#### Extract provided
This autumn, Kaunas Artists’ House invites you to look back on the 1990s – a period of social, political and cultural changes in Lithuania and the world – and presents a project and a series of events called “Obscene West. In Honey”, dedicated to female artists who were actively creating at that time. On November 16, 6 p.m. (EET) / 5 p.m. (CET) the series will continue with an online discussion that will review “Gender Check”, one of the most significant exhibitions in the world of European art in recent decades, presenting artists from the former Soviet Bloc countries to the audience of Vienna and Europe in general.
The discussion will be attended by the internationally acclaimed curator of the exhibition Bojana Pejić (Serbia/Berlin) and cultural critic and art historian Katrin Kivimaa (Estonia), who acted as a researcher in the context of the exhibition. The discussion will be moderated by art critic, artist and writer Laima Kreivytė (Lithuania), who also contributed to the initiation of the exhibition and participated in it as a curator.
In 2007, The ERSTE Foundation and PATTERNS (Cosmin Costinas, Veronica Kaup-Hasler, Piotr Piotrowski and Georg Schöllhammer) invited seven curators from different countries to work together on an idea to mark the twentieth anniversary of the collapse of the so-called Iron Curtain. Of all the proposals submitted, the project by Bojana Petić was chosen. It is an exhibition that looked at the changing gender roles in Eastern European art from the 1970s to the present day. It required extensive international research. In preparing the exhibition, twenty-five art historians and critics explored archives, museums, libraries, artists’ legacies and exhibition catalogues in 24 countries including Lithuania, Bulgaria, Armenia, and the former German Democratic Republic.
The “Gender Check” exhibition, shown at the Museum of Modern Art in Vienna from November 2009 until February 2010, became the first comprehensive presentation of the Eastern European art of the second half of the twentieth century that was focused on gender roles. The exhibition featured more than 200 artists and 400 works – paintings, sculptures, installations, photographs, posters, films, and videos – revealing the change in gender representation, with a special emphasis on their change in different socio-political contexts. With these works Gender Check introduced a hitherto little-known chapter in art history and created a medium for change in contemporary gender role discourse.
########
#### Record list
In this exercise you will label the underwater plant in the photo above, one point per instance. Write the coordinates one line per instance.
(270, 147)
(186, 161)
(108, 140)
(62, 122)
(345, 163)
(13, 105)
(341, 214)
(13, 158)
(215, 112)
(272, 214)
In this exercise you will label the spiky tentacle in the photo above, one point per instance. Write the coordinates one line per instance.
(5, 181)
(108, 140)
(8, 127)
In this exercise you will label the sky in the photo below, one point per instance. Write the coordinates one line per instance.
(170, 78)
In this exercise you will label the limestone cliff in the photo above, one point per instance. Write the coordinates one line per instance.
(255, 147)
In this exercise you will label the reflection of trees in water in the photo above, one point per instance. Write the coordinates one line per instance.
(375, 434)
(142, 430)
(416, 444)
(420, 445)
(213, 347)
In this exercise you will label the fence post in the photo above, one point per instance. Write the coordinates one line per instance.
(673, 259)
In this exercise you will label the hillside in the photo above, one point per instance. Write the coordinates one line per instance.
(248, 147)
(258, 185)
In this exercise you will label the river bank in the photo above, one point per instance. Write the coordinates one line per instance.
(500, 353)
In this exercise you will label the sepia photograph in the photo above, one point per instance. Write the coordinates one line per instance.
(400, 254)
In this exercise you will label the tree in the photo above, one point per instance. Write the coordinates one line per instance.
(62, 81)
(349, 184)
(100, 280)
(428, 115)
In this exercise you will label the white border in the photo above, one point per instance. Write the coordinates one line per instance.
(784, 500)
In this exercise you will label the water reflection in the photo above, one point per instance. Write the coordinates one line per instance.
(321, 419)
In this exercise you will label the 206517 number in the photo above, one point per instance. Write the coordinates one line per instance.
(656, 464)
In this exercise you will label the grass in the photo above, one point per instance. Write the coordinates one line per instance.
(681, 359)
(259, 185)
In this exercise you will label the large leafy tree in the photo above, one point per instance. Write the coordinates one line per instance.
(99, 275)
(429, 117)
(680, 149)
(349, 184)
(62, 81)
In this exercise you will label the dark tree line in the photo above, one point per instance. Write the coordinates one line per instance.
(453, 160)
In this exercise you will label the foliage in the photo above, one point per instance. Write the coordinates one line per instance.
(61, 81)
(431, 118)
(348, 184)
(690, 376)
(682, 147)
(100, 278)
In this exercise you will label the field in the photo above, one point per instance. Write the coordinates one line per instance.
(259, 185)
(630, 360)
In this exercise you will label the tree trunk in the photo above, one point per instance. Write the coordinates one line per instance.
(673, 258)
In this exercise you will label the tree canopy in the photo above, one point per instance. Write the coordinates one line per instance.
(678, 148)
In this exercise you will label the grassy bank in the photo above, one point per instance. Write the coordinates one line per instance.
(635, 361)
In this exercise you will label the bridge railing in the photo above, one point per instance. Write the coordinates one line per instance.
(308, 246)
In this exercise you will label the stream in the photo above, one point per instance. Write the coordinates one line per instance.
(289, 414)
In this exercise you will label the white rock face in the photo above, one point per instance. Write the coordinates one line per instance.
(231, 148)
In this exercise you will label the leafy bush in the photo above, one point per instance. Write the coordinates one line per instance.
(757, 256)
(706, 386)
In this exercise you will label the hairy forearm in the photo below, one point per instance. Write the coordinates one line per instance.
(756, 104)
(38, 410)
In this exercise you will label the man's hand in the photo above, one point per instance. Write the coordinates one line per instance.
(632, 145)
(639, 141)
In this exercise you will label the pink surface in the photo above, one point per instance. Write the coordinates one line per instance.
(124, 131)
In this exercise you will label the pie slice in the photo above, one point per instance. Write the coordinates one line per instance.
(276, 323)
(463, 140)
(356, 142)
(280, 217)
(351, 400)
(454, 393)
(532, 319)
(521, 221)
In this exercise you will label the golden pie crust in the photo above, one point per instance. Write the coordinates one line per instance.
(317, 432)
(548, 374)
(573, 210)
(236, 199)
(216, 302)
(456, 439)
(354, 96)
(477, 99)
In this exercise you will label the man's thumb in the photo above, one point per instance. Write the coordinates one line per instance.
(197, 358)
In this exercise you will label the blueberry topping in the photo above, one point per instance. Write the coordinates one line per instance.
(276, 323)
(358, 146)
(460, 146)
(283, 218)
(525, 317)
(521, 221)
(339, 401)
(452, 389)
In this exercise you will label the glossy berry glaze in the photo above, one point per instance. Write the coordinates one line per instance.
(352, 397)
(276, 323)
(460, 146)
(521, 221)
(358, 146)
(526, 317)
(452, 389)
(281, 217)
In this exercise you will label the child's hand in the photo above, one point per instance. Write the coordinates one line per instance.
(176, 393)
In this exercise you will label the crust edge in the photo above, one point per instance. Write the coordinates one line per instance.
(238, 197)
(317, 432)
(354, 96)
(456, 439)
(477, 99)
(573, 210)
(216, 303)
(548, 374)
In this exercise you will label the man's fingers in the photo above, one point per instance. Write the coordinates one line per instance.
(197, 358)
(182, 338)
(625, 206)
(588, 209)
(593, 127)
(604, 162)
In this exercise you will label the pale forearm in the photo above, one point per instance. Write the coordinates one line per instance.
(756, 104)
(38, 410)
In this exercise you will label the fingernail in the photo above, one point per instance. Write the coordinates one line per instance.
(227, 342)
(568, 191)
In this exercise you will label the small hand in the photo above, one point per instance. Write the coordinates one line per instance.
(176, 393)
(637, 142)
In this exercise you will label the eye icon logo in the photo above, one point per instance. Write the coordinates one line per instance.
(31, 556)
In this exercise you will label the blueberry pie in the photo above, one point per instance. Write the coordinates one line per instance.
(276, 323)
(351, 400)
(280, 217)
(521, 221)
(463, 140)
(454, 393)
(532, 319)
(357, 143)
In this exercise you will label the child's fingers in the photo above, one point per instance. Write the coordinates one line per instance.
########
Given exercise 1:
Reproduce the stretch of the Gender Check announcement from "The discussion will be attended" through "as a curator.".
Given exercise 2:
According to the Gender Check announcement, in which museum and during which period was the exhibition shown?
Given exercise 3:
Continue the Gender Check announcement from where it stops.

Answer 1:
The discussion will be attended by the internationally acclaimed curator of the exhibition Bojana Pejić (Serbia/Berlin) and cultural critic and art historian Katrin Kivimaa (Estonia), who acted as a researcher in the context of the exhibition. The discussion will be moderated by art critic, artist and writer Laima Kreivytė (Lithuania), who also contributed to the initiation of the exhibition and participated in it as a curator.

Answer 2:
It was shown at the Museum of Modern Art in Vienna from November 2009 until February 2010.

Answer 3:
Bojana Pejić, the initiator and curator of the exhibition, testifies to its importance as a “platform for a first feminist reading of the art in Eastern Europe produced since the late 1960s till 2009”. She is an independent art historian, lecturer and curator born in Belgrade, based from 1991 in Berlin, writing on contemporary art for over 40 years. Her curatorial projects are generally focused on post-socialist Europe. The most important have been “After the Wall – Art and Culture in the Post-Communist Europe (Stockholm, Berlin, Budapest 1999-2001) and “Gender Check”.
According to Katrin Kivimaa, this groundbreaking project was significant in terms of both national and transnational research: “For me personally, this groundbreaking project was significant in terms of both national and transnational research: It offered me an opportunity for an in-depth study of representations of gender, i.e. the visualisation of different gender roles and ideologies, in Estonian art of the late 20th and early 21st century. It also defined the direction of my research and professional activities for several years after. In 2010, I co-curated with Kädi Talvoja The Soviet Woman in Estonian Art, 1945–1965 in Kumu Art Museum in Tallinn. In 2011-2012, I was part of the research network Transnational perspectives on women’s art, feminism and curating, led by University of Brighton. In the framework of this network, I edited a collection of essays Working with Feminism: Curating and Exhibitions in Eastern Europe (Tallinn University Press, 2012) which paid special attention to feminism and curating in the countries of the Baltic Sea area.”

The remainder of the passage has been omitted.